Rewrite the entries below so that "top-left" becomes "upper-left" wherever it occurs. Keep everything else the same.

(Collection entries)
= = = = =
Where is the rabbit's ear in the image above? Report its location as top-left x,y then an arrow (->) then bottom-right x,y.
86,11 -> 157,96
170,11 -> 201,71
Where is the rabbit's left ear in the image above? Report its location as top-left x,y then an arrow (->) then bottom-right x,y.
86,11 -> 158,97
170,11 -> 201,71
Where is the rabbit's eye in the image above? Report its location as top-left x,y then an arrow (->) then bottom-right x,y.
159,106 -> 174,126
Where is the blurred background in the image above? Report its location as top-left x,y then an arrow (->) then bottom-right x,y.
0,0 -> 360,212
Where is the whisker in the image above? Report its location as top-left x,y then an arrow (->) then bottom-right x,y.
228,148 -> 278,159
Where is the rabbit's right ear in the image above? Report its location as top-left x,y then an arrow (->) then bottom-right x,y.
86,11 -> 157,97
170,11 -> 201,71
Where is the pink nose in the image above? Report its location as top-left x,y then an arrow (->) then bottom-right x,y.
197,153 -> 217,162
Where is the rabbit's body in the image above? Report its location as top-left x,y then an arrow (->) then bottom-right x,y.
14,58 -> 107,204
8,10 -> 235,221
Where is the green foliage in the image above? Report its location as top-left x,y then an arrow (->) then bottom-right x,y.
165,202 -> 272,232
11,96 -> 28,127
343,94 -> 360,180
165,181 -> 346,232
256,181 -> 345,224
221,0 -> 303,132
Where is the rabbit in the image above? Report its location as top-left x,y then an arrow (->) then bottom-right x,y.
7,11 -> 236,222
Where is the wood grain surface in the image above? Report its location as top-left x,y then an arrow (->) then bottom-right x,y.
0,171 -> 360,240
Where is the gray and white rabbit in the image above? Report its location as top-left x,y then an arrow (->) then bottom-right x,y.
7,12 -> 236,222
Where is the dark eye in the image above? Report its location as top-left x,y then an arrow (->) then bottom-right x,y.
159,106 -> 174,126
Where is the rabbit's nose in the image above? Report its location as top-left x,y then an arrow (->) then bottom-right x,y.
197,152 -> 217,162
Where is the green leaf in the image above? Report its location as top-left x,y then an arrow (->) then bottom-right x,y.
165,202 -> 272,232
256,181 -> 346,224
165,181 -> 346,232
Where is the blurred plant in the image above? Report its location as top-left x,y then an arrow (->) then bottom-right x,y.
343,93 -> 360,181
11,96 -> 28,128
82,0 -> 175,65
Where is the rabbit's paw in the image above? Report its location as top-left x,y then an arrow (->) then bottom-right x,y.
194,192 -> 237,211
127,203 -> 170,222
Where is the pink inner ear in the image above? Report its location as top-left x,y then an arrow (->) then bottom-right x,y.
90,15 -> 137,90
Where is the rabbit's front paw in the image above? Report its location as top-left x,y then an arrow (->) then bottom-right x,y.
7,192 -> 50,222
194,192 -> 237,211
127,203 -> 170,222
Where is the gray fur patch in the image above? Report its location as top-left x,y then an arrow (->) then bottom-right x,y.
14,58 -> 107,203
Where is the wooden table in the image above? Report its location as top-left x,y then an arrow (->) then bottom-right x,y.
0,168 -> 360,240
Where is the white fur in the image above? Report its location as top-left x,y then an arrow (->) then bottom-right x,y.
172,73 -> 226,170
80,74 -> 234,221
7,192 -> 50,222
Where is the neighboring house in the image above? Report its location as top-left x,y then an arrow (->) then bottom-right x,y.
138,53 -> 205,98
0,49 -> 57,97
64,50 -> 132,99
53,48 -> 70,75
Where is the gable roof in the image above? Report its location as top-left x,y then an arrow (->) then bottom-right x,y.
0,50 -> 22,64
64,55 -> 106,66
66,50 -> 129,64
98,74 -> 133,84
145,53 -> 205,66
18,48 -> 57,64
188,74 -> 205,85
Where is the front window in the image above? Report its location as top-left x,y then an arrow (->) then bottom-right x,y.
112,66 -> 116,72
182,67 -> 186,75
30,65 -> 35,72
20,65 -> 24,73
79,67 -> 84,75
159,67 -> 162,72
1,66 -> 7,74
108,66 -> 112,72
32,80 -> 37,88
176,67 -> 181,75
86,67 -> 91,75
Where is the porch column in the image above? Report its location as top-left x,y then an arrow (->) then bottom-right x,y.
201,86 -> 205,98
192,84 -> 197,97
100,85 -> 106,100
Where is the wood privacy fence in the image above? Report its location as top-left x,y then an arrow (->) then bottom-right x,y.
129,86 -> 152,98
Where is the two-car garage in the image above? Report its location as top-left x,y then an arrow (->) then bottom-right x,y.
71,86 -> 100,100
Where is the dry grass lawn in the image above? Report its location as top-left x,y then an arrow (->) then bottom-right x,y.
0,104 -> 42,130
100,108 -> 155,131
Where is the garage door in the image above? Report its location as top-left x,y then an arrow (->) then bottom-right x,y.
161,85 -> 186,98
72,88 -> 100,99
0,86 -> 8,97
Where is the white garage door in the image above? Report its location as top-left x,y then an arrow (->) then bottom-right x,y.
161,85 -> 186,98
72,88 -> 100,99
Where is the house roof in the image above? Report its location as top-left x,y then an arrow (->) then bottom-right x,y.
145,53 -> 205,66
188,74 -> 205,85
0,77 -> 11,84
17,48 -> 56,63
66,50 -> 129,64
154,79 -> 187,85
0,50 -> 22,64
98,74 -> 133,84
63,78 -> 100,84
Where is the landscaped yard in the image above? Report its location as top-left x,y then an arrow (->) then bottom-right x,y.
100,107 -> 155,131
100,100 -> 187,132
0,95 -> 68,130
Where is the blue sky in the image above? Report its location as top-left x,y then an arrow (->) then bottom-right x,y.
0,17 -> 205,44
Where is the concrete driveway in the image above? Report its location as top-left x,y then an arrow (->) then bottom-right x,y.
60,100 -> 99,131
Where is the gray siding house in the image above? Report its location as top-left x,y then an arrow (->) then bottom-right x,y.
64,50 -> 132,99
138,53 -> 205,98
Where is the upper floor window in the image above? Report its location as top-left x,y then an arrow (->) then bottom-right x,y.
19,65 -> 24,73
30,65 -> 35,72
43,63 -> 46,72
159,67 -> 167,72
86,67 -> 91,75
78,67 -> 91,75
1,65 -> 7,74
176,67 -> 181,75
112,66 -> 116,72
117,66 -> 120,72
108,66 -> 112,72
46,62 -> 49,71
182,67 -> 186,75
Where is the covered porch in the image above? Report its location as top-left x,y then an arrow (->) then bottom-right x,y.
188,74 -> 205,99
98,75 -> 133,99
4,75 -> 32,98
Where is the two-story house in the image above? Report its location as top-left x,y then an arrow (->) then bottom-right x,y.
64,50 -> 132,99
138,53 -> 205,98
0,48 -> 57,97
= = = = =
RESULT BELOW -
Where is the rabbit's ear in the image above? Report its location as upper-left x,y then an arrow (->) then bottom-right x,y.
86,11 -> 157,96
170,11 -> 201,71
Where is the rabbit's left ear in the image above? Report its location as upper-left x,y then an arrow (->) then bottom-right x,y.
86,11 -> 158,97
170,11 -> 201,71
Where is the rabbit's eye in the image above? Report its location as upper-left x,y then an arrow (->) then bottom-right x,y.
159,106 -> 174,126
Where is the blurred background in the image above? Report its location as upper-left x,y then an arrow (->) then bottom-right x,y.
0,0 -> 360,212
Where is the whisker in the image above? Report its location as upper-left x,y then an arrow (->) then bottom-right x,y.
228,148 -> 278,159
Where is the rabbit's right ear in the image above? Report its location as upper-left x,y then an arrow (->) then bottom-right x,y.
86,11 -> 157,97
170,11 -> 201,71
Where is the pink nose in the image above? Report its location as upper-left x,y then an arrow (->) then bottom-right x,y.
197,153 -> 217,162
Where is the rabbit's body in the image above? Report its location as upper-left x,y then an arrow (->) then bottom-right x,y.
14,58 -> 107,204
8,10 -> 235,221
Where is the green foliage in the image above? Report its location as upper-left x,y then an arrow (->) then bottom-right x,y.
165,202 -> 272,232
11,96 -> 28,127
343,94 -> 360,180
165,181 -> 346,232
256,181 -> 345,224
221,0 -> 303,132
Where is the rabbit in the image above? Report its location as upper-left x,y then an arrow (->) then bottom-right x,y.
7,11 -> 236,222
Where is the wood grain surface in the image above? Report its location as upper-left x,y then an arrow (->) then bottom-right x,y.
0,171 -> 360,240
Where is the gray and white rabbit in the image above? Report its location as upper-left x,y then an arrow (->) then bottom-right x,y.
7,12 -> 236,222
Where is the dark eye in the image above? Report its location as upper-left x,y then an arrow (->) then bottom-right x,y.
159,106 -> 174,126
Where is the rabbit's nose in the image above? Report its location as upper-left x,y then an arrow (->) then bottom-right x,y.
197,152 -> 217,162
Where is the green leaf in the image above? Report its location as upper-left x,y then an arrow (->) then bottom-right x,y.
165,202 -> 272,232
256,181 -> 346,224
165,181 -> 346,232
Where is the blurred plant in the image above? Report its location as upper-left x,y then an arrow (->) then bottom-right x,y.
343,93 -> 360,181
11,96 -> 28,128
82,0 -> 175,65
Where is the rabbit's paw in the image above? Report its location as upper-left x,y then an arrow (->) then bottom-right x,y.
194,192 -> 237,211
127,203 -> 170,222
Where is the pink inner ear in the image above? Report its location as upper-left x,y then an arrow (->) then bottom-right x,y.
90,15 -> 137,90
Where is the rabbit's front paw in the image above? Report its location as upper-left x,y then an arrow (->) then bottom-right x,y.
7,192 -> 50,222
194,192 -> 237,211
127,203 -> 170,222
Where is the gray fur patch in the image above? Report its location as upper-left x,y then an arrow (->) then bottom-right x,y.
14,58 -> 107,203
Where is the wooden table in the image above? Report its location as upper-left x,y then an arrow (->) then bottom-right x,y.
0,168 -> 360,240
Where is the white fur in the image above? Report its location as upper-left x,y then an arrow (->) then bottom-right x,y.
172,73 -> 226,170
80,74 -> 234,221
7,192 -> 50,222
Where is the neighboring house in the image above? Report its location as upper-left x,y then an arrow (->) then bottom-right x,y.
138,53 -> 205,98
0,49 -> 57,97
64,50 -> 132,99
53,48 -> 70,75
Where is the gable roof in the image above? Report its location as upper-left x,y then an arrow (->) then bottom-right x,y.
0,50 -> 22,64
64,55 -> 106,66
66,50 -> 129,64
98,74 -> 133,84
145,53 -> 205,66
18,48 -> 57,64
188,74 -> 205,85
Where is the front window in the image above? Report its location as upper-left x,y then an arrow (->) then bottom-right x,y.
112,66 -> 116,72
182,67 -> 186,75
30,65 -> 35,72
20,65 -> 24,73
79,67 -> 84,75
159,67 -> 162,72
1,66 -> 7,74
108,66 -> 112,72
32,80 -> 37,88
176,67 -> 181,75
86,67 -> 91,75
Where is the porch column in the image above? Report its location as upper-left x,y then an arrow (->) then bottom-right x,y.
201,86 -> 205,98
192,84 -> 197,97
100,85 -> 106,100
Where is the wood privacy fence in the image above? Report its location as upper-left x,y then an arrow (->) then bottom-right x,y.
129,86 -> 152,98
Where is the two-car garage in the image above? Report its location as upper-left x,y then an arrow (->) then bottom-right x,y.
71,86 -> 100,100
Where is the dry grass lawn in the image above? Report its location as upper-left x,y then an arrow (->) then bottom-right x,y.
0,104 -> 42,130
100,108 -> 155,131
Where is the garage door in the image above? Report its location as upper-left x,y then an arrow (->) then bottom-right x,y.
161,85 -> 186,98
72,88 -> 100,99
0,86 -> 8,97
Where is the white garage door in the image above? Report its location as upper-left x,y then an arrow (->) then bottom-right x,y.
161,85 -> 186,98
72,88 -> 100,99
Where is the house roof in the image above? Report its location as upper-left x,y then an arrow (->) then bottom-right x,y.
145,53 -> 205,66
188,74 -> 205,85
0,77 -> 11,84
17,48 -> 56,63
66,50 -> 129,64
154,79 -> 187,85
0,50 -> 22,64
98,74 -> 133,84
63,78 -> 100,84
Where is the landscaped yard in the image above? Report its location as upper-left x,y then an arrow (->) then bottom-right x,y.
100,107 -> 155,131
100,100 -> 187,132
0,95 -> 68,130
Where is the blue sky in the image above? Report its location as upper-left x,y then an arrow (->) then bottom-right x,y.
0,17 -> 205,44
Where is the concrete driveway in the image above? Report its location as upper-left x,y then an arrow (->) then bottom-right x,y.
60,100 -> 99,131
Where is the gray siding house in the image above? Report its location as upper-left x,y then an arrow (->) then bottom-right x,y.
64,50 -> 132,99
138,53 -> 205,98
Where is the upper floor window in the image above? Report its location as upper-left x,y then an arrow (->) then bottom-right x,y.
19,65 -> 24,73
30,65 -> 35,72
43,63 -> 46,72
159,67 -> 167,72
86,67 -> 91,75
78,67 -> 91,75
1,65 -> 7,74
176,67 -> 181,75
112,66 -> 116,72
117,66 -> 120,72
108,66 -> 112,72
46,62 -> 49,71
182,67 -> 186,75
Where is the covered porch in the image above? Report its location as upper-left x,y then an arrow (->) then bottom-right x,y.
188,74 -> 205,99
98,75 -> 133,99
4,75 -> 32,98
Where is the two-story house in the image above? Report its location as upper-left x,y then an arrow (->) then bottom-right x,y.
64,50 -> 132,99
138,53 -> 205,98
0,48 -> 57,97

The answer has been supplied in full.